Record set:
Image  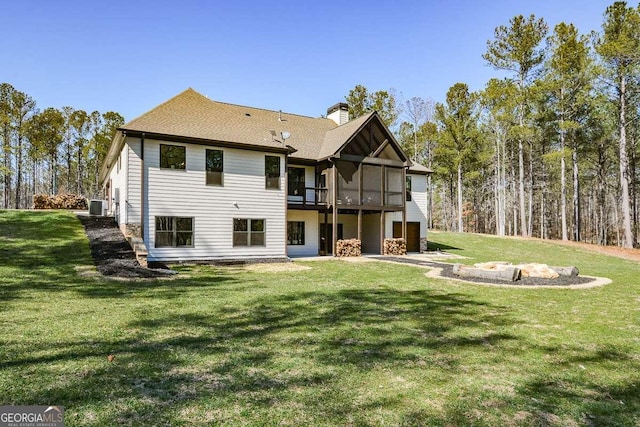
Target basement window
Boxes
[233,218,265,246]
[287,221,305,245]
[155,216,194,248]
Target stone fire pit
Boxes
[453,262,579,282]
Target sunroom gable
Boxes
[326,112,408,166]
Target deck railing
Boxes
[287,187,328,207]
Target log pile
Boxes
[383,238,407,255]
[336,239,361,257]
[33,194,88,210]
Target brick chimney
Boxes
[327,102,349,126]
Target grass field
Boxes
[1,210,639,426]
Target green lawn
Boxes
[1,210,639,426]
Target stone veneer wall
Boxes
[420,237,428,252]
[123,223,142,238]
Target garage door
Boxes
[393,222,420,252]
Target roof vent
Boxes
[327,102,349,126]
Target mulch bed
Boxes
[77,215,176,279]
[374,256,593,286]
[75,215,597,285]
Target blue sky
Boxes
[1,0,614,123]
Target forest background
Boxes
[1,1,638,248]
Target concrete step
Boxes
[136,252,148,268]
[126,235,149,268]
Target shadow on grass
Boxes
[6,286,521,424]
[0,211,94,306]
[71,272,247,299]
[426,240,462,252]
[6,280,640,425]
[515,370,640,425]
[510,343,640,425]
[411,342,640,426]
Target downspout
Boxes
[402,166,408,249]
[284,150,288,258]
[331,158,338,256]
[284,145,297,258]
[140,134,145,241]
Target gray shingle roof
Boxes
[318,112,375,160]
[408,163,433,174]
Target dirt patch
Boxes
[429,230,640,262]
[76,215,176,279]
[540,238,640,262]
[244,263,312,273]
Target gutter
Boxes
[99,130,126,187]
[121,130,293,155]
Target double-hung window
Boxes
[233,219,265,246]
[206,149,223,186]
[155,216,194,247]
[287,221,305,245]
[265,156,280,189]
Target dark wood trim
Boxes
[402,208,407,244]
[371,139,390,157]
[287,204,328,211]
[288,157,318,166]
[333,203,404,212]
[379,210,385,255]
[332,162,338,256]
[140,134,145,241]
[402,166,406,245]
[323,210,329,255]
[358,163,363,208]
[339,154,407,167]
[120,129,291,155]
[284,153,289,257]
[381,164,385,209]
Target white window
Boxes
[233,218,265,246]
[155,216,194,247]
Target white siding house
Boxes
[386,170,430,252]
[100,88,432,262]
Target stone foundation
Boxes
[420,237,428,252]
[124,223,142,239]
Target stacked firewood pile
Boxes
[336,239,361,257]
[384,238,407,255]
[33,194,88,210]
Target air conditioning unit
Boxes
[89,199,108,216]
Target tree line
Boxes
[0,83,123,209]
[345,1,640,248]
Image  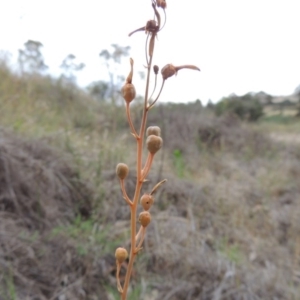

Task description: Go line by line through the data above and report each one that holds the string "window".

Response to the task:
Target basement window
Target double-hung window
Target white window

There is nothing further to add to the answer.